Document section:
When you look up the word ‘sovereignty’ in the dictionary, it doesn’t have a separate entry for tribes.  Like any, the starting point for tribal sovereignty must be the three generally accepted international precepts of sovereignty: territorial integrity, distinct peoples, and recognition of that sovereignty by other sovereigns that actually matter.  Originally with all tribes, and continuing today with a few tribes, the territory and peoples were so distinct and intact that together we could discern a recognized indigenous polity and refer to their peoples as “tribe citizens”.

From there, the easy thing to say is – like any fly by night payday lending business worth its weight in snake oil would say to a tribe today – “you tribes are sovereign and can do whatever you want.”  Alas, would that be true.

Of course, my message to non-Natives about how things should be would sound like eerily similar snake oil.  But as a tribal member and sometimes tribal citizen, as a descendant of a bloodline of hereditary leaders, and especially as a twice-elected former chief executive of a federally recognized Native Nation, my messages are always conflicted, torn between indigenous and non-indigenous audiences, with divergent messaging.  So too this blog post.

Background Information for Non-Natives

While early SCOTUS opinions recognized tribes’ territorial integrity, bilateral treaties with tribes quickly began the slippery slope of territorial permutations, usually in the form of a promise by the US to prosecute “bad men among the whites.”  Incidentally, those treaties generally do not say a tribe cannot also bring bad whites to justice; they simply promised the US would do so if asked.  However, due to then Justice Rehnquist’s belief in (place tongue firmly in cheek) a restricted federal government, judicial restraint, and strict textual construction, that old treaty provision has come to play an outsized role today.

When you look for the word treaty in the constitution, you won’t find a separate provision applicable only to the Indian tribes.  Treaties – all treaties to which the US is a party – are the Supreme Law of the Land.  After the treaty-making period with Native Nations ended in 1871, Congress made two deep unilateral incursions into both the territorial and popular sovereignty of tribes.  First, Congress enacted the Indian Major Crimes Act, asserting federal jurisdiction over certain major crimes committed by tribe citizens.  Second, Congress enacted the Dawes Act or General Allotment Act, dividing many tribes’ territories, including the CRST, in severalty, separate parcels of private real property, and declaring any remainder as “surplus” open for homesteading.  Of course, every American State is also subdivided in severalty, and yet their respective territorial boundaries remain intact.  Not so with Indian tribes.

Dataset rows:

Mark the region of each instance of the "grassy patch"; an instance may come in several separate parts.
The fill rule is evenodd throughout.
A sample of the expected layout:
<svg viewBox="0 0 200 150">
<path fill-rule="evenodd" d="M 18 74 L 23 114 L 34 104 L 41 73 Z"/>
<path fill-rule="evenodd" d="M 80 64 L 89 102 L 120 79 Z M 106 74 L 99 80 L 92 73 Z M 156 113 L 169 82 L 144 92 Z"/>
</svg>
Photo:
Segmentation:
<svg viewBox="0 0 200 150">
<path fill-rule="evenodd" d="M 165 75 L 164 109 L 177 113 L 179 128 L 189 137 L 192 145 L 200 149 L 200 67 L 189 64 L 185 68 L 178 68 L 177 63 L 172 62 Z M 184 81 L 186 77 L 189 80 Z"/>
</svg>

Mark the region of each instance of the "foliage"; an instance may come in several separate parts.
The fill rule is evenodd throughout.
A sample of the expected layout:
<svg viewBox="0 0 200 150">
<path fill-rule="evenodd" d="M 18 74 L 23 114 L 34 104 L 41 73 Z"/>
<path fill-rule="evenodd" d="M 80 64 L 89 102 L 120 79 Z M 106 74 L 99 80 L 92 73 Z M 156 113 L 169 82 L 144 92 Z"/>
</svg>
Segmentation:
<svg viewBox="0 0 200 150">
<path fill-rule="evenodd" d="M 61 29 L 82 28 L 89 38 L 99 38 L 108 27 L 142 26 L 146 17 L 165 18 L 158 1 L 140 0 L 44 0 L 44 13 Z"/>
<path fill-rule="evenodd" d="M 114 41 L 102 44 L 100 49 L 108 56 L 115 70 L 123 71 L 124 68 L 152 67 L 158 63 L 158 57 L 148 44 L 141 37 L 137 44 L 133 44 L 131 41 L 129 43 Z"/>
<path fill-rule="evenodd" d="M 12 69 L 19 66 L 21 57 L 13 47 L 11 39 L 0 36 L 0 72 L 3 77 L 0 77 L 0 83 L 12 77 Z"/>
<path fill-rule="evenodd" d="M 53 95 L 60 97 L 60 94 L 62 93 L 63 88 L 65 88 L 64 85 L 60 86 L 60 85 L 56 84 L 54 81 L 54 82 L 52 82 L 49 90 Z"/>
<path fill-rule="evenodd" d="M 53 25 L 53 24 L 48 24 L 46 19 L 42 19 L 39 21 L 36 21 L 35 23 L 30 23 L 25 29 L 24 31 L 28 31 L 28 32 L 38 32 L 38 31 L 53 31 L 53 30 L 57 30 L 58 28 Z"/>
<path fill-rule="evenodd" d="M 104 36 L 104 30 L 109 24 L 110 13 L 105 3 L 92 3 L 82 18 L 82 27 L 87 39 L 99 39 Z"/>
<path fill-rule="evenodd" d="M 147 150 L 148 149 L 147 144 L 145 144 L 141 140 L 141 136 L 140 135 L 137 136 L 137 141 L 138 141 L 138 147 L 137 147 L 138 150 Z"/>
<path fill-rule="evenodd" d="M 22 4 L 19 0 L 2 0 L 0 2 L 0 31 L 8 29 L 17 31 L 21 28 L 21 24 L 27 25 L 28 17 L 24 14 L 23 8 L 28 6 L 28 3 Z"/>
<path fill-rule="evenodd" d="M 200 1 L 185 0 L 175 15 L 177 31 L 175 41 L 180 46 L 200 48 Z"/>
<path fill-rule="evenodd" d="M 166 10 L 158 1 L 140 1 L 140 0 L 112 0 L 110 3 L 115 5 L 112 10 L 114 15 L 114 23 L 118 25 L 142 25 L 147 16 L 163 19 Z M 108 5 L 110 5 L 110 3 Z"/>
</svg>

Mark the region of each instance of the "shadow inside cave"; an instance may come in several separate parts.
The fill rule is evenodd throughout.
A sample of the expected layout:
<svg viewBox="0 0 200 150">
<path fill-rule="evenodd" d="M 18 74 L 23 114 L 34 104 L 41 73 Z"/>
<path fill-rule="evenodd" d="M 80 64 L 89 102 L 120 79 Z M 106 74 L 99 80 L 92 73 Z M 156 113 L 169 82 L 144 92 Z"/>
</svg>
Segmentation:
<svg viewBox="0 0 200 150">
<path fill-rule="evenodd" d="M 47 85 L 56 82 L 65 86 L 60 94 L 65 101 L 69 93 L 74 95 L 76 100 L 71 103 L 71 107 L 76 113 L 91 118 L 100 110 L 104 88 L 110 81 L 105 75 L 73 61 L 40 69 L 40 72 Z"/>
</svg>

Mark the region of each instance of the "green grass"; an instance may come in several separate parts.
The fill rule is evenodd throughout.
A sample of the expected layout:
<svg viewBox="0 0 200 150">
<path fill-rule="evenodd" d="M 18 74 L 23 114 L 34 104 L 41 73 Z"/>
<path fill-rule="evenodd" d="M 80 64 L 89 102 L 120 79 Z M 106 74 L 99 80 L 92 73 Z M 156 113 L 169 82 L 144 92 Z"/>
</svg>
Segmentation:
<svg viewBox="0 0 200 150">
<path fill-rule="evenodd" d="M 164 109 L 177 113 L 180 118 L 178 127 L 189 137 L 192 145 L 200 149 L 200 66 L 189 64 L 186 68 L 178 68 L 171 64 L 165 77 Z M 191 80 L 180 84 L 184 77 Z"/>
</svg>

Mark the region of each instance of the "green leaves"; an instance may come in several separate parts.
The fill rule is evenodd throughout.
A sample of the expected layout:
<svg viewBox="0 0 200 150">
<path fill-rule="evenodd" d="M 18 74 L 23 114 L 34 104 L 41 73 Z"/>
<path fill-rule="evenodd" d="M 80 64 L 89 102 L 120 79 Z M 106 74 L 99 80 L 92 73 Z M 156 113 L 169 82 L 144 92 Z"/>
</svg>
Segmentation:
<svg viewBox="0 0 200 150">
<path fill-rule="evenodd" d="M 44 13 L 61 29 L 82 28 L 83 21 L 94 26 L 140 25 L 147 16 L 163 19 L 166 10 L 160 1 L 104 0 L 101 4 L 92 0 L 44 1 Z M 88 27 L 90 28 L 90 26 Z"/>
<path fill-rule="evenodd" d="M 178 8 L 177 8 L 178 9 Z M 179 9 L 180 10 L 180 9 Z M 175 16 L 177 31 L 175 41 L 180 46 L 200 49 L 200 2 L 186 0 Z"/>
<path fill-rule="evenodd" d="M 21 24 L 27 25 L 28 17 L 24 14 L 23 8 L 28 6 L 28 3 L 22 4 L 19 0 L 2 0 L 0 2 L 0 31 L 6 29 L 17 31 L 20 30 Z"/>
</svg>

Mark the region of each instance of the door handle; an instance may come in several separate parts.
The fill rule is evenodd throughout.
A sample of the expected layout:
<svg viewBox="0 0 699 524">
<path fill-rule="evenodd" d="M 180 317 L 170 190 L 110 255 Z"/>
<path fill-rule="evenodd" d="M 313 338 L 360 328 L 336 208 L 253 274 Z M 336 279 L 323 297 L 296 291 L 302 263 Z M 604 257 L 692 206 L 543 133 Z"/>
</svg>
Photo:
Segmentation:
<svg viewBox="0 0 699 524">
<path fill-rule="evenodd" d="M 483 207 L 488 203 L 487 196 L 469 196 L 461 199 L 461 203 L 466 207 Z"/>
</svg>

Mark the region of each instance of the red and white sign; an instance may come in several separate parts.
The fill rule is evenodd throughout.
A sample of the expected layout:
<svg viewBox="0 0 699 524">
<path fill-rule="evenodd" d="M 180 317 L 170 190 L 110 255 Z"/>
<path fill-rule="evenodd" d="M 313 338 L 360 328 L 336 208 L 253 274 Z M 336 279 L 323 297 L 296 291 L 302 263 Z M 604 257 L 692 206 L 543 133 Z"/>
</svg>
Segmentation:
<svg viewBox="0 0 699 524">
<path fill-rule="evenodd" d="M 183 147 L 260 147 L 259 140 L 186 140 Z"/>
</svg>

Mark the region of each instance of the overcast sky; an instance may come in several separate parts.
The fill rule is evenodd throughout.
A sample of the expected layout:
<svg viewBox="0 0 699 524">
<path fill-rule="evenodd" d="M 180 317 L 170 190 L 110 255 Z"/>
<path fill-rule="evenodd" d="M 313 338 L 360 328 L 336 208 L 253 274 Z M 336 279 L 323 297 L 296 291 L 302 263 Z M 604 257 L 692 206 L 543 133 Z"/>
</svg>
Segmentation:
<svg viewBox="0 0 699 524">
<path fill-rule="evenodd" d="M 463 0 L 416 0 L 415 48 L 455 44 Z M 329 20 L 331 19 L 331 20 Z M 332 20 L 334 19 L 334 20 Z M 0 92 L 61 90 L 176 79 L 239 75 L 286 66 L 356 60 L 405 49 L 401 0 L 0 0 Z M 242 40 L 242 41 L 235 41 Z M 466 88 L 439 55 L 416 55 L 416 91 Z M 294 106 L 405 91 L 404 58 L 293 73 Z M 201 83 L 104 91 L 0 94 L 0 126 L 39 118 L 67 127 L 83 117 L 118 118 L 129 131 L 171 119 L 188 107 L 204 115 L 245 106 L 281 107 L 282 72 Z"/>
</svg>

What is asked: Pick up the piece on tribal sovereignty right after its last sentence and keep writing it.

Answer to this exercise:
Fast forward, and we have people who are not citizens of the CRST who either reside inside the tribe’s reservation territory or who simply pass through, raising thorny and faux-thorny jurisdictional issues.  In 1978, SCOTUS, speaking through then Justice Rehnquist, issued Oliphant v Suquamish Tribe, holding that tribes, by virtue of their “dependent status” – not due to a treaty, not even attributable to some conquistadorish federal statute – somehow lost sovereignty by virtue of their “dependent status”, whatever that is, and no longer possess criminal jurisdiction over persons who are not “members” of a tribe (at least those non-Natives who reside within their territories but who cannot participate in their government – but that’s another blog post).  Rather, the federal government, or perhaps even the surrounding State in cases of ‘victimless” crimes, would have criminal jurisdiction within a tribe’s territory.

Then, in 1981, in Montana v U.S., SCOTUS extended Oliphant to the regulatory context, but this time with two broad exceptions: while tribes do not have full sovereignty, a tribe may assert regulatory jurisdiction over 1) any person in a consensual relationship with the tribe or its citizens; and 2) any activity that affected the health, safety, and political integrity of the tribe (if those two exceptions sound familiar, that’s because they are shorthand for the two shields of sovereignty and jurisdiction that protect States in our federal system (but that too is another blog post).  At least the divergent approaches between criminal and regulatory jurisdiction makes some sense because of the different levels of substantive rights and due process at issue: life and liberty in the criminal context, less so in the regulatory context.  Then, in 1997, in Strate v. A-1 Contractors, SCOTUS, speaking through Justice Ginsburg, confirmed that tribes possess inherent regulatory powers over all persons or conduct that threatens or has some direct effect on the health or welfare of the tribe, including upon the state highway at issue in that case – mirroring the issue in the current standoff between South Dakota and CRST.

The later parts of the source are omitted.